● **EXTRACTED TEXT**
As only one point in the sample is illuminated at a time, 2D or 3D imaging requires scanning over a regular raster (i.e., a rectangular pattern of parallel scanning lines) in the specimen. The achievable thickness of the focal plane is defined mostly by the wavelength of the used light divided by the numerical aperture of the objective lens, but also by the optical properties of the specimen. The thin optical sectioning possible makes these types of microscopes particularly good at 3D imaging and surface profiling of samples.
Techniques used for horizontal scanning
Four types of confocal microscopes are commercially available: Confocal laser scanning microscopes use multiple mirrors (typically 2 or 3 scanning linearly along the x and the y axis) to scan the laser across the sample and "descan" the image across a fixed pinhole and detector.
Spinning-disk (Nipkow disk) confocal microscopes use a series of moving pinholes on a disc to scan spots of light. Since a series of pinholes scans an area in parallel each pinhole is allowed to hover over a specific area for a longer amount of time thereby reducing the excitation energy needed to illuminate a sample when compared to laser scanning microscopes. Decreased excitation energy reduces photo-toxicity and photo-bleaching of a sample often making it the preferred system for imaging live cells or organisms.

Image-grounded pointing data:
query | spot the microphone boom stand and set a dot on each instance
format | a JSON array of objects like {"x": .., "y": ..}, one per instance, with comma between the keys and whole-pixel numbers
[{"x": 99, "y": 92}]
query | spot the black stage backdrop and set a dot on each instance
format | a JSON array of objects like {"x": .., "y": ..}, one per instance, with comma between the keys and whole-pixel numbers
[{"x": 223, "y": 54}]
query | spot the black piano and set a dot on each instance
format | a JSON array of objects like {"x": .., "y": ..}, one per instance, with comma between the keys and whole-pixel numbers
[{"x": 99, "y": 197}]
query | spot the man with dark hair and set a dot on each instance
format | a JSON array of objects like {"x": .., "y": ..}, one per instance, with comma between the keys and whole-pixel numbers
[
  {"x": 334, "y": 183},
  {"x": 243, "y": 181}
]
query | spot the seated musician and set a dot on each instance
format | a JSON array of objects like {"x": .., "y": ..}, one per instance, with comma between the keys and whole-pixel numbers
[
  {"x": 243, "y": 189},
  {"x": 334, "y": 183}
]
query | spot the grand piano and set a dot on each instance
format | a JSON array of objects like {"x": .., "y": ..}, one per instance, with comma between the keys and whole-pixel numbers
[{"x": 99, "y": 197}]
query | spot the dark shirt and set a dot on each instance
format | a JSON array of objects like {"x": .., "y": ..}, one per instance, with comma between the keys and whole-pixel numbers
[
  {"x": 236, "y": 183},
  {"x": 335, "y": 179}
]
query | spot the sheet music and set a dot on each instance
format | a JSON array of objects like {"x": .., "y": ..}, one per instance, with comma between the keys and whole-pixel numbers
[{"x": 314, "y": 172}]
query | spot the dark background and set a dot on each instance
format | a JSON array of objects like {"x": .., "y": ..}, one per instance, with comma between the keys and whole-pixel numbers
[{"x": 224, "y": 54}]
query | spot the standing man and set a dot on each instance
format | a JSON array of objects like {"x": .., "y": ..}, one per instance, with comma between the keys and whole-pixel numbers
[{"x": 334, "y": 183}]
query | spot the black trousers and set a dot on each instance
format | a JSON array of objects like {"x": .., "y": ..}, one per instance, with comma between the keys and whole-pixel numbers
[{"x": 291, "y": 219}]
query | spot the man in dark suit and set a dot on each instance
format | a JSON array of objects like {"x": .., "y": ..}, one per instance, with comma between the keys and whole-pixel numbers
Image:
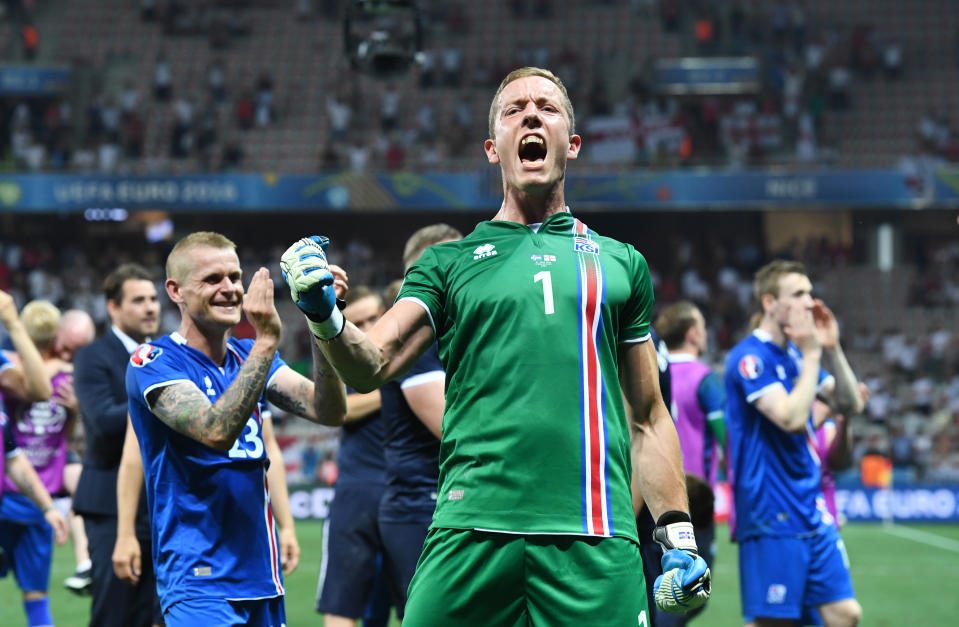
[{"x": 100, "y": 383}]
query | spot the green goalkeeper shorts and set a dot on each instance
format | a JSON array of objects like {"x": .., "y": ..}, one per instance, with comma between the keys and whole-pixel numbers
[{"x": 474, "y": 578}]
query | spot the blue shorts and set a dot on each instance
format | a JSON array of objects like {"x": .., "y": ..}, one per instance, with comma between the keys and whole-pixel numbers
[
  {"x": 223, "y": 613},
  {"x": 27, "y": 541},
  {"x": 779, "y": 577},
  {"x": 404, "y": 544},
  {"x": 351, "y": 546}
]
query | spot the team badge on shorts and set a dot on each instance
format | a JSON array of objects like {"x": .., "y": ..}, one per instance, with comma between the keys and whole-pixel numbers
[
  {"x": 144, "y": 354},
  {"x": 750, "y": 367}
]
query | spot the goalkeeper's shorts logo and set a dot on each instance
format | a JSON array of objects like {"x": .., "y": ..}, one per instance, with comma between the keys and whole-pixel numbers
[{"x": 776, "y": 594}]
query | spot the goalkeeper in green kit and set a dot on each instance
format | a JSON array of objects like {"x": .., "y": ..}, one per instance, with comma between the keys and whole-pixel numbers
[{"x": 543, "y": 328}]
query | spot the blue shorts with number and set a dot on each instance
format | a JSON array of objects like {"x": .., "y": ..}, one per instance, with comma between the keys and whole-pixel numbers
[
  {"x": 779, "y": 577},
  {"x": 27, "y": 541},
  {"x": 223, "y": 613},
  {"x": 351, "y": 546}
]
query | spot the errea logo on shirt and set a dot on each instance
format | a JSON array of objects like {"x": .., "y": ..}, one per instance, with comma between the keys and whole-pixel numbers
[
  {"x": 776, "y": 594},
  {"x": 484, "y": 250},
  {"x": 750, "y": 367},
  {"x": 144, "y": 354}
]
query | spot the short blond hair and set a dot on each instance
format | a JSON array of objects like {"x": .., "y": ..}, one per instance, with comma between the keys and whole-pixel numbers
[
  {"x": 675, "y": 321},
  {"x": 525, "y": 72},
  {"x": 176, "y": 263},
  {"x": 41, "y": 319},
  {"x": 767, "y": 277},
  {"x": 424, "y": 238}
]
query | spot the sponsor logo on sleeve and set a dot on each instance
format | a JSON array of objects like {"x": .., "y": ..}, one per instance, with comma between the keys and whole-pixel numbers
[
  {"x": 750, "y": 367},
  {"x": 583, "y": 245},
  {"x": 144, "y": 354},
  {"x": 484, "y": 250}
]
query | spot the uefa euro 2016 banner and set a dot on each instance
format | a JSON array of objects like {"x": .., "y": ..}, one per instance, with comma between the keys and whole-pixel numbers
[
  {"x": 681, "y": 190},
  {"x": 912, "y": 504}
]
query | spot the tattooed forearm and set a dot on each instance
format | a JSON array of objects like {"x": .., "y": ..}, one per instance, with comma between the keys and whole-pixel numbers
[
  {"x": 329, "y": 393},
  {"x": 294, "y": 401},
  {"x": 184, "y": 407}
]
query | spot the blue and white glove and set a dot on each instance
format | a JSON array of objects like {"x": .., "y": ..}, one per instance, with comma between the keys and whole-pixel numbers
[
  {"x": 685, "y": 582},
  {"x": 308, "y": 275}
]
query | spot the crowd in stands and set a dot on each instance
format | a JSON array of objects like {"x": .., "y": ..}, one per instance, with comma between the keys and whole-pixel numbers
[
  {"x": 912, "y": 372},
  {"x": 434, "y": 118}
]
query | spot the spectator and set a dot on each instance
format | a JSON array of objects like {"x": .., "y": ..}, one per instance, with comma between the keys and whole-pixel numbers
[
  {"x": 339, "y": 114},
  {"x": 30, "y": 37},
  {"x": 892, "y": 60},
  {"x": 162, "y": 78},
  {"x": 129, "y": 99},
  {"x": 216, "y": 80},
  {"x": 390, "y": 108},
  {"x": 244, "y": 111},
  {"x": 232, "y": 157},
  {"x": 264, "y": 113}
]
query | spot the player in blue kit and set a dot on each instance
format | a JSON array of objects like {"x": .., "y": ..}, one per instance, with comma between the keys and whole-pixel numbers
[
  {"x": 790, "y": 554},
  {"x": 413, "y": 406},
  {"x": 352, "y": 582},
  {"x": 194, "y": 405}
]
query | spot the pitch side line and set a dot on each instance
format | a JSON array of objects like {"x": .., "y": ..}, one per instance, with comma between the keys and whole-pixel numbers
[{"x": 923, "y": 537}]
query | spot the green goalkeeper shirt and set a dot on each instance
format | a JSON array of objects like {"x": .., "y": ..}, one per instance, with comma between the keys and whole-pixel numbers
[{"x": 535, "y": 437}]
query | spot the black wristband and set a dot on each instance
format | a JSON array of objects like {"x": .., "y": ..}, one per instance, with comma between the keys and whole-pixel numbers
[{"x": 673, "y": 516}]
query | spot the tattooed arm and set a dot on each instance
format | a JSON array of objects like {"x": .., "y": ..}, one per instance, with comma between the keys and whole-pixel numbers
[
  {"x": 322, "y": 400},
  {"x": 186, "y": 409}
]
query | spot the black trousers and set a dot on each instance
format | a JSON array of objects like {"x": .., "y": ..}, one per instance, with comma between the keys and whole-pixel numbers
[{"x": 116, "y": 603}]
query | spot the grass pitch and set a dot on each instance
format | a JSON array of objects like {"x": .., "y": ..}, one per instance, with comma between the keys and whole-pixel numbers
[{"x": 903, "y": 575}]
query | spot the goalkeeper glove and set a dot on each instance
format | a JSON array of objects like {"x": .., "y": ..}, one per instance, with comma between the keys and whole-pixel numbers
[
  {"x": 685, "y": 582},
  {"x": 308, "y": 275}
]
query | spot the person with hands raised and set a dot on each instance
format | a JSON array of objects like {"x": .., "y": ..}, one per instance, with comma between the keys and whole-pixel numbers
[
  {"x": 542, "y": 326},
  {"x": 28, "y": 381},
  {"x": 195, "y": 407},
  {"x": 40, "y": 429},
  {"x": 790, "y": 553}
]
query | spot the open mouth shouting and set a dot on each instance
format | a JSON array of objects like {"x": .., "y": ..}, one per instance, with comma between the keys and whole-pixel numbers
[
  {"x": 228, "y": 308},
  {"x": 532, "y": 152}
]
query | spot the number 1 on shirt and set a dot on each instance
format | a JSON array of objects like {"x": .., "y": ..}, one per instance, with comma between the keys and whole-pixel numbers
[{"x": 547, "y": 280}]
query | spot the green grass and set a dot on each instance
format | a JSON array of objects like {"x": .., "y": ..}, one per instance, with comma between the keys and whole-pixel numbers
[{"x": 899, "y": 581}]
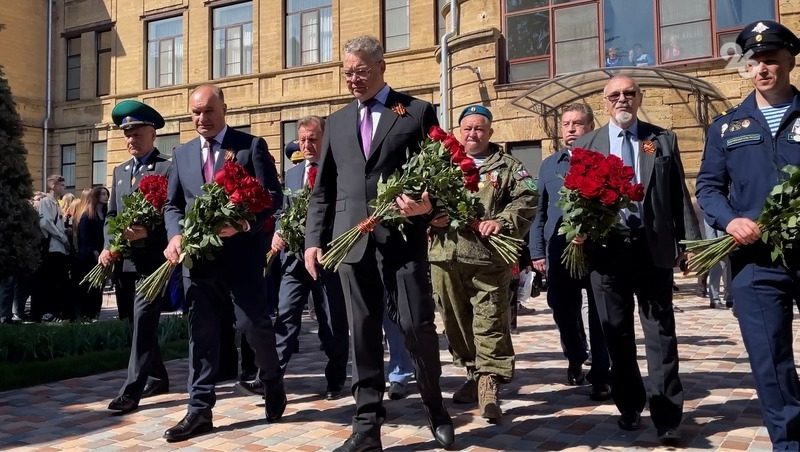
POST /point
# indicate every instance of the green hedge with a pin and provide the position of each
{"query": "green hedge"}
(43, 342)
(42, 353)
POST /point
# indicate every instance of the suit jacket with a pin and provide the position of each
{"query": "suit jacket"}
(667, 213)
(548, 214)
(186, 181)
(147, 254)
(347, 182)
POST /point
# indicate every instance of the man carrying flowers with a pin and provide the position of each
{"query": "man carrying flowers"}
(470, 280)
(639, 261)
(147, 375)
(234, 272)
(746, 150)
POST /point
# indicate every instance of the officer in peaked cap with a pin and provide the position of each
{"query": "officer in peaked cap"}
(147, 375)
(744, 153)
(767, 35)
(130, 114)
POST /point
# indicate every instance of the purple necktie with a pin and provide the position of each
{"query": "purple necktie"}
(366, 127)
(208, 166)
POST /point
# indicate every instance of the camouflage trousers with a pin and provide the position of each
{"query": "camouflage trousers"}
(473, 303)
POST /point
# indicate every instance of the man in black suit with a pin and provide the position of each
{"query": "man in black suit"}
(296, 283)
(564, 293)
(237, 270)
(365, 142)
(147, 375)
(641, 262)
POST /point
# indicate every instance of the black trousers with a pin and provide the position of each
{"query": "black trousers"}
(565, 298)
(333, 333)
(621, 270)
(209, 292)
(145, 361)
(408, 293)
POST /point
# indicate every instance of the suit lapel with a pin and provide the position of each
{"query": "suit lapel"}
(388, 118)
(646, 159)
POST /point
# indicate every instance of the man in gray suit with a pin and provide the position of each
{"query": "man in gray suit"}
(641, 262)
(365, 142)
(235, 274)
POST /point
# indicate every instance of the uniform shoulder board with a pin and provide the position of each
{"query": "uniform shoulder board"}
(727, 112)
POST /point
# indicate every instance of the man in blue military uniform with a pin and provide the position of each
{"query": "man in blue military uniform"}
(745, 150)
(147, 375)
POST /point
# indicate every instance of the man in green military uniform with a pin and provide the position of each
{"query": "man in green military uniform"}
(470, 282)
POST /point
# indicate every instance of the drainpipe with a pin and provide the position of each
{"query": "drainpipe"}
(48, 90)
(444, 83)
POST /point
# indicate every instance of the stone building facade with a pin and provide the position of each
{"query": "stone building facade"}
(278, 61)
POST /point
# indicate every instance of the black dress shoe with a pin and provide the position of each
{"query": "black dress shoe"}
(669, 436)
(442, 428)
(333, 392)
(123, 404)
(575, 376)
(274, 401)
(254, 387)
(397, 391)
(630, 421)
(600, 392)
(154, 388)
(190, 426)
(361, 442)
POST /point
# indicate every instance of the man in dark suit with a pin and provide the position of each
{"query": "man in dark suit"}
(564, 293)
(296, 284)
(147, 375)
(641, 262)
(745, 150)
(365, 142)
(237, 270)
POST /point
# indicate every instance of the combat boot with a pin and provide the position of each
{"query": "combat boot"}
(488, 398)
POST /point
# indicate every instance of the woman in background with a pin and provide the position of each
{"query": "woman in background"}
(90, 243)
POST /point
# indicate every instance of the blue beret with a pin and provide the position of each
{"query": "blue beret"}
(132, 113)
(767, 35)
(475, 110)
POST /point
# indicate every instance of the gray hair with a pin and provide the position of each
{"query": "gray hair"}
(365, 44)
(312, 120)
(580, 108)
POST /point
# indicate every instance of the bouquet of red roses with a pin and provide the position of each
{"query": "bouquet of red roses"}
(441, 168)
(293, 220)
(778, 222)
(144, 207)
(233, 198)
(596, 188)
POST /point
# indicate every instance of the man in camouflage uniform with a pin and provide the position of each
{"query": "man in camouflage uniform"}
(470, 281)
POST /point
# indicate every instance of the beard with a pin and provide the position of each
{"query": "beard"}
(623, 117)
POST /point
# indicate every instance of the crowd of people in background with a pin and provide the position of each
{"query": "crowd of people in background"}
(393, 280)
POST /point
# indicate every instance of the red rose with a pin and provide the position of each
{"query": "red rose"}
(450, 143)
(471, 181)
(590, 188)
(312, 177)
(436, 133)
(467, 165)
(609, 197)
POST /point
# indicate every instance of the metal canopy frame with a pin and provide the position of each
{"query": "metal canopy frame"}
(547, 98)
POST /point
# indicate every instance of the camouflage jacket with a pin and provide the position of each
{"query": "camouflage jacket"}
(507, 194)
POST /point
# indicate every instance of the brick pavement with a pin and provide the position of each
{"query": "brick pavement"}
(721, 411)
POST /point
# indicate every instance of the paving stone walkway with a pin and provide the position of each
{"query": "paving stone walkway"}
(541, 412)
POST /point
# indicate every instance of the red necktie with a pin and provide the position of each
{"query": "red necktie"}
(208, 166)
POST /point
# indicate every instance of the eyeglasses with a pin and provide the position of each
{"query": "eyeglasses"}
(359, 74)
(614, 97)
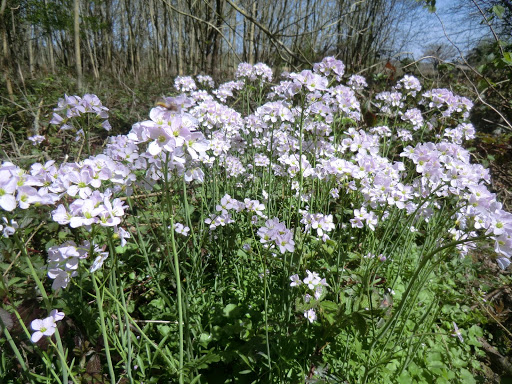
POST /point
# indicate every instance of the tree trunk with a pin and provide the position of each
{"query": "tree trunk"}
(78, 58)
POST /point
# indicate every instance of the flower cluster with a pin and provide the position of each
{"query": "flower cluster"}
(322, 224)
(21, 189)
(275, 232)
(64, 259)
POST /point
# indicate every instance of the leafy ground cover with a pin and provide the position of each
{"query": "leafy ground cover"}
(260, 230)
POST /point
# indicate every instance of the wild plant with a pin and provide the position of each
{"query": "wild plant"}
(255, 232)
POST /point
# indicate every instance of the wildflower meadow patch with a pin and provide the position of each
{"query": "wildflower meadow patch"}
(254, 232)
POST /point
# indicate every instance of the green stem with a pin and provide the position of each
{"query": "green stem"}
(99, 301)
(47, 303)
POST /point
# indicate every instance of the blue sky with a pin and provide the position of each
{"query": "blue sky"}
(461, 30)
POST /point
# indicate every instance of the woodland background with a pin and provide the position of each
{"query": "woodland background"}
(129, 51)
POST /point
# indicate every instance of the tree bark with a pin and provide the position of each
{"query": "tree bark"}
(78, 58)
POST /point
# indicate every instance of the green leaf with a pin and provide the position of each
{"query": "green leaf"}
(507, 58)
(498, 10)
(230, 310)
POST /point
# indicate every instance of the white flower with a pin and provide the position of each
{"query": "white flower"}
(310, 314)
(45, 327)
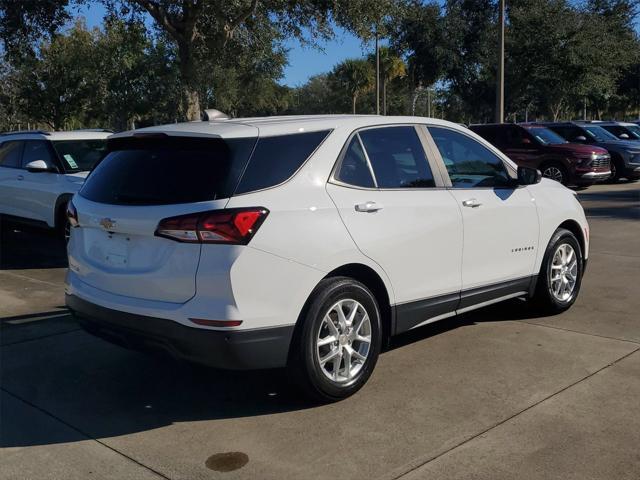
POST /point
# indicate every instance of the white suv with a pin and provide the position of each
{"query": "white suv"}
(308, 241)
(40, 172)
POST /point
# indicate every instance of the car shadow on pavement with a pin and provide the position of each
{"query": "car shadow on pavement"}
(102, 390)
(26, 247)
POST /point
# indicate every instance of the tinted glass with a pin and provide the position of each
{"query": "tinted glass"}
(80, 155)
(167, 170)
(599, 134)
(37, 150)
(10, 154)
(397, 157)
(469, 163)
(276, 159)
(546, 136)
(354, 169)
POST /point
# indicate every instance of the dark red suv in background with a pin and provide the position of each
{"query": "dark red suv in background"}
(535, 146)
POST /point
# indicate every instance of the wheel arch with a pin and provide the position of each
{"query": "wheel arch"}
(575, 228)
(370, 279)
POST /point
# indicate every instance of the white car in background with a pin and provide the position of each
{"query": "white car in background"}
(40, 171)
(308, 242)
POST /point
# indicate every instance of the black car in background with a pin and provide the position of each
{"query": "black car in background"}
(625, 155)
(622, 130)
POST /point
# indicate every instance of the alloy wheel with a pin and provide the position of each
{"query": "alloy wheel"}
(563, 274)
(343, 341)
(554, 173)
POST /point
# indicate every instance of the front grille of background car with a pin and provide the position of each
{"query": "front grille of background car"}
(601, 161)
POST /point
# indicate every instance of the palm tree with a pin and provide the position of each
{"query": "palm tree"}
(391, 67)
(356, 76)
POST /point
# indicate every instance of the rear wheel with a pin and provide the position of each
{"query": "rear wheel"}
(338, 342)
(556, 172)
(561, 273)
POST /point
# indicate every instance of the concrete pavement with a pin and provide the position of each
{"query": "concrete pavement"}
(498, 393)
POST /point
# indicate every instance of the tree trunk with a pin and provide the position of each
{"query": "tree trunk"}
(190, 95)
(384, 96)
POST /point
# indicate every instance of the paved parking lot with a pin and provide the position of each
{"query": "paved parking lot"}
(498, 393)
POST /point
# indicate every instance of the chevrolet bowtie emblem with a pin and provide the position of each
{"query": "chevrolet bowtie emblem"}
(107, 223)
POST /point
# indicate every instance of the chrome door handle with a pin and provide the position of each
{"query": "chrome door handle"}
(472, 202)
(368, 207)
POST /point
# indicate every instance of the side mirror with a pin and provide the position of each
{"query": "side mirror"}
(38, 166)
(529, 176)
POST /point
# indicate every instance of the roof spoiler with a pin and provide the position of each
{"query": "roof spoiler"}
(212, 114)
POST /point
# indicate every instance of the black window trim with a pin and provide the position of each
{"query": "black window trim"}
(19, 167)
(53, 155)
(306, 160)
(443, 167)
(439, 183)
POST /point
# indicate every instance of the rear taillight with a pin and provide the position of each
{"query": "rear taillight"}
(72, 214)
(233, 226)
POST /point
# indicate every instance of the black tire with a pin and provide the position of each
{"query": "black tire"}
(552, 169)
(304, 364)
(544, 296)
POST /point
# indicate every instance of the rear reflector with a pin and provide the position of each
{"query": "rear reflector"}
(217, 323)
(235, 226)
(72, 214)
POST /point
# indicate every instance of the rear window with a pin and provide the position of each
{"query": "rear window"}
(80, 155)
(276, 159)
(168, 170)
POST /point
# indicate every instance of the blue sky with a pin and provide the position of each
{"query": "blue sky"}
(304, 61)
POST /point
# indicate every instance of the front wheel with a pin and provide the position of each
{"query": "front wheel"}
(561, 273)
(338, 342)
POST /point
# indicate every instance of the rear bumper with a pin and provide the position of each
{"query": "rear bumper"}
(228, 349)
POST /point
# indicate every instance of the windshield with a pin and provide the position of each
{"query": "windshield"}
(80, 155)
(599, 134)
(546, 136)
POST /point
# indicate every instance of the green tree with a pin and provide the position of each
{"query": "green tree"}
(391, 68)
(355, 77)
(201, 28)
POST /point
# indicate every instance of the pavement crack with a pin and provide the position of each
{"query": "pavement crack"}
(413, 467)
(85, 434)
(635, 342)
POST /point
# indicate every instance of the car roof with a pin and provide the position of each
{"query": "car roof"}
(55, 136)
(605, 123)
(278, 125)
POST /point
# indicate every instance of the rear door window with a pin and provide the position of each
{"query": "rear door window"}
(168, 170)
(397, 157)
(276, 159)
(469, 163)
(80, 155)
(11, 154)
(354, 168)
(37, 150)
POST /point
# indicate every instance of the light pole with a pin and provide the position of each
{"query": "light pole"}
(500, 86)
(377, 74)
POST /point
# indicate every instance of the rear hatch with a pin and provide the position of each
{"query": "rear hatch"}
(143, 180)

● **YOUR INSTRUCTIONS**
Reproduce the stretch of the confocal microscopy text from "Techniques used for" through "cells or organisms.", word for word.

● **WORKED SOLUTION**
Techniques used for horizontal scanning
Four types of confocal microscopes are commercially available: Confocal laser scanning microscopes use multiple mirrors (typically 2 or 3 scanning linearly along the x and the y axis) to scan the laser across the sample and "descan" the image across a fixed pinhole and detector.
Spinning-disk (Nipkow disk) confocal microscopes use a series of moving pinholes on a disc to scan spots of light. Since a series of pinholes scans an area in parallel each pinhole is allowed to hover over a specific area for a longer amount of time thereby reducing the excitation energy needed to illuminate a sample when compared to laser scanning microscopes. Decreased excitation energy reduces photo-toxicity and photo-bleaching of a sample often making it the preferred system for imaging live cells or organisms.